Given text:
By April 2024, more than 127,000 startups have been officially recognized by the Department for Promotion of Industry and Internal Trade (DPIIT). India’s startup ecosystem has been flourishing since 2016, with new businesses emerging rapidly across the nation. To support this growth, the Indian government launched the Startup India initiative.

However, despite these rising figures, many startups are still struggling. Over half of the Indian startups preparing to go public this year are dealing with ongoing losses, according to a report.

In response to persistent demands from startups, the DPIIT recommended the removal of the Angel Tax. Initially, this tax only applied to funds raised by startups from Indian investors not registered as alternative investment funds (AIFs). However, the Union Budget 2023 extended its application to include foreign investors, raising concerns among venture capital funds registered abroad. This expansion aimed to align the regulations between the Foreign Exchange Management Act (FEMA) and the Income Tax Act.

One of the most widely discussed aspects of Finance Minister Nirmala Sitharaman‘s 2024-25 budget announcement was the removal of the Angel Tax on startups. Siddharth Mala, Correspondent, ObserveNow, engaged with startup leaders to gather their opinions on this issue.

Amid a notable funding slowdown, with startup investments hitting a five-year low in 2023, the industry’s calls for the removal of the Angel Tax have grown louder.

While shedding some light on the abolition of the angel tax Anushita S P Karunakaram, Co-Founder & CEO, Lawyer Desk highlighted 3 major points that “This is A Good Signal for the Start-up Ecosystem”, “Common General Problems Arising for Startups Due to the Angel Tax” & “Growth Opportunities after Abolition of Angel Tax.”

Anushita elaborated that the abolition of the Angel Tax has revitalized the Indian startup ecosystem by removing barriers to early-stage funding, particularly from angel investors. This tax previously complicated fundraising by adding valuation scrutiny and tax liabilities, which hindered growth and long-term planning. Its removal creates a more favorable investment climate, boosting investor confidence and opening doors to domestic and foreign capital. Startups can now focus on innovation and scaling without being bogged down by regulatory hurdles, fostering a more dynamic environment for entrepreneurship.

Data extract:
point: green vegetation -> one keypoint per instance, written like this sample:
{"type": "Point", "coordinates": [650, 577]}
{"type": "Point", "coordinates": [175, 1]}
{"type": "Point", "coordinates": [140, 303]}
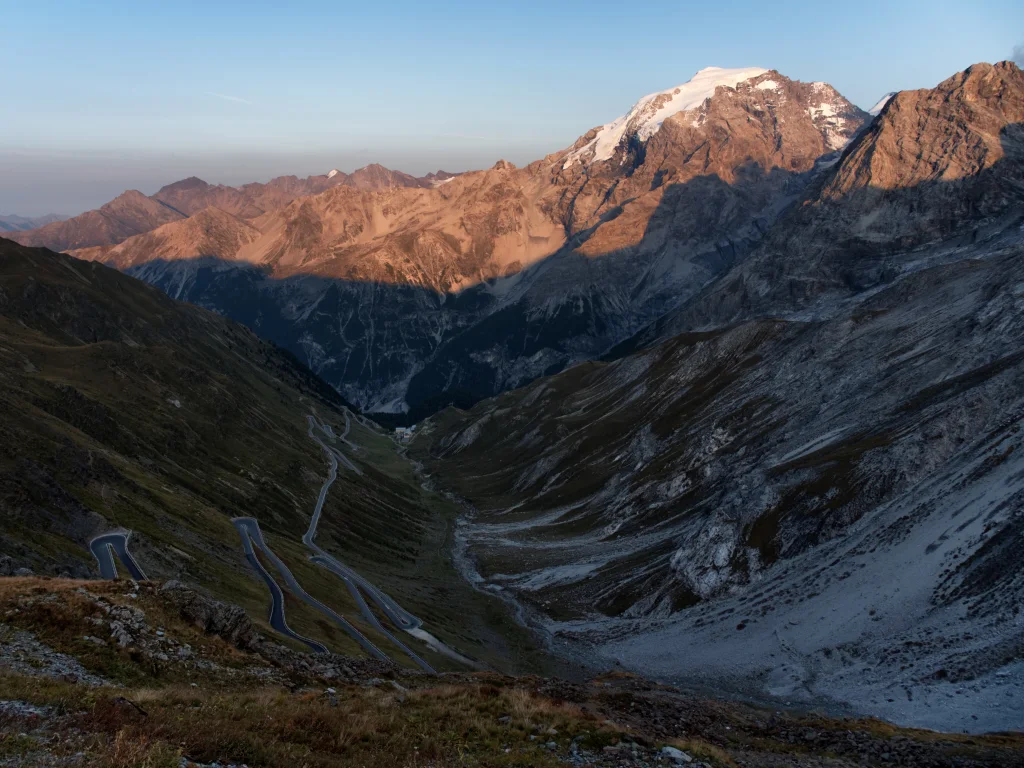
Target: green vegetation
{"type": "Point", "coordinates": [120, 408]}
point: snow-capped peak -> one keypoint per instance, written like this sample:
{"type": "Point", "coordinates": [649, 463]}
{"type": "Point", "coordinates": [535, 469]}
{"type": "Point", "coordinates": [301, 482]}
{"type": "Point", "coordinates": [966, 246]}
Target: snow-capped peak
{"type": "Point", "coordinates": [646, 117]}
{"type": "Point", "coordinates": [882, 103]}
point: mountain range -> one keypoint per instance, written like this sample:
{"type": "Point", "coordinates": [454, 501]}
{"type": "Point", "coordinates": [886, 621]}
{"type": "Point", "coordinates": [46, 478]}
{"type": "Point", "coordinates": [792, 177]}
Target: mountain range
{"type": "Point", "coordinates": [410, 294]}
{"type": "Point", "coordinates": [807, 478]}
{"type": "Point", "coordinates": [13, 223]}
{"type": "Point", "coordinates": [737, 380]}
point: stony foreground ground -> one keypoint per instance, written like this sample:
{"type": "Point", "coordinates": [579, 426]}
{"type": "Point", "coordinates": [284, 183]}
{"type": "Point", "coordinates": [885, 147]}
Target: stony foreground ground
{"type": "Point", "coordinates": [119, 674]}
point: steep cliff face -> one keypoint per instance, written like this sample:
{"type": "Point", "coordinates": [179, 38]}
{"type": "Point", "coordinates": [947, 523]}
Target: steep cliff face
{"type": "Point", "coordinates": [939, 170]}
{"type": "Point", "coordinates": [412, 296]}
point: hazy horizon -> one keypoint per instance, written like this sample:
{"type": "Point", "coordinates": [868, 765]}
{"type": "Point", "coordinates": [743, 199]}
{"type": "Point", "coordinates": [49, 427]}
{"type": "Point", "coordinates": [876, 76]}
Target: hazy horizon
{"type": "Point", "coordinates": [247, 95]}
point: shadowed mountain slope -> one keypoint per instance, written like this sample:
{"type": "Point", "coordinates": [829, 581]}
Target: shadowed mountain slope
{"type": "Point", "coordinates": [123, 409]}
{"type": "Point", "coordinates": [809, 476]}
{"type": "Point", "coordinates": [410, 298]}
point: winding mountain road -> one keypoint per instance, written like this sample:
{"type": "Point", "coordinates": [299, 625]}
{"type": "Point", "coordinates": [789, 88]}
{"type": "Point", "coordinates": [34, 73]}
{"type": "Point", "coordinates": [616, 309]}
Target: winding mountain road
{"type": "Point", "coordinates": [105, 546]}
{"type": "Point", "coordinates": [395, 613]}
{"type": "Point", "coordinates": [278, 621]}
{"type": "Point", "coordinates": [358, 587]}
{"type": "Point", "coordinates": [252, 536]}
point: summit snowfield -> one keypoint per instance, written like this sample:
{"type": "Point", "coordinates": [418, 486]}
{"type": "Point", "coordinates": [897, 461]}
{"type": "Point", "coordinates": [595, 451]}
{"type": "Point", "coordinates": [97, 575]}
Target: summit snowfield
{"type": "Point", "coordinates": [409, 294]}
{"type": "Point", "coordinates": [649, 113]}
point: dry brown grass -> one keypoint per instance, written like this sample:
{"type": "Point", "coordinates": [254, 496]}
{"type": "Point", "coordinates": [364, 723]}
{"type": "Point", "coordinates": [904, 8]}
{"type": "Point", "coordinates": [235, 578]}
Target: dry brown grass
{"type": "Point", "coordinates": [705, 752]}
{"type": "Point", "coordinates": [444, 725]}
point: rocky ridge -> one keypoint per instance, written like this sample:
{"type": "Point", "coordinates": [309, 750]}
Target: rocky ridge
{"type": "Point", "coordinates": [412, 297]}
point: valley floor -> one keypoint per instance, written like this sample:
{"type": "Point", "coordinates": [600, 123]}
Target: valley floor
{"type": "Point", "coordinates": [114, 674]}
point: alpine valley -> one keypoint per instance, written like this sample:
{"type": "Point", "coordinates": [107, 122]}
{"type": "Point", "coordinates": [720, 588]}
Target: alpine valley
{"type": "Point", "coordinates": [727, 394]}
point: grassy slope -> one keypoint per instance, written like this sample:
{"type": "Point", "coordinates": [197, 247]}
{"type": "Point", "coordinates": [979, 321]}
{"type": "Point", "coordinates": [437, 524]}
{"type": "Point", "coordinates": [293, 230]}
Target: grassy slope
{"type": "Point", "coordinates": [91, 365]}
{"type": "Point", "coordinates": [235, 706]}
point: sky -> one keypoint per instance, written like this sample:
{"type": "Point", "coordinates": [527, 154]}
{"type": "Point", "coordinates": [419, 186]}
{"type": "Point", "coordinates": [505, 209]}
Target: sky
{"type": "Point", "coordinates": [99, 97]}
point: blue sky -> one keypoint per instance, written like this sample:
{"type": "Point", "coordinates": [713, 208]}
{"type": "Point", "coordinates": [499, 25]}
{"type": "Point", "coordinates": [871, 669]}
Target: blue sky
{"type": "Point", "coordinates": [101, 96]}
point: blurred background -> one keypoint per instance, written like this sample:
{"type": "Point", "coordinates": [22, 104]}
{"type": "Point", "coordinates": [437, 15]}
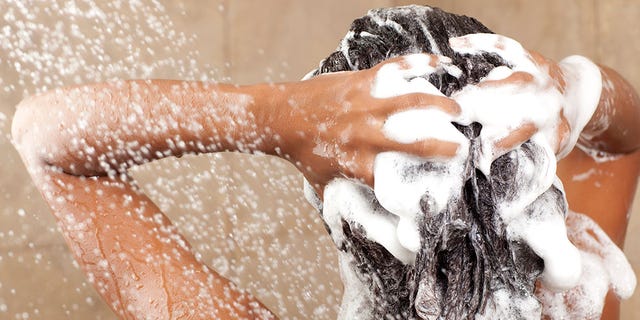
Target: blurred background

Exercise objective:
Answer these questions using the passage on India's Angel Tax:
1. How many startups had the DPIIT officially recognized by April 2024?
2. Which group of investors did the Union Budget 2023 add to the Angel Tax?
3. In what year did startup investments hit a five-year low?

Solution to the exercise:
1. More than 127,000
2. Foreign investors
3. 2023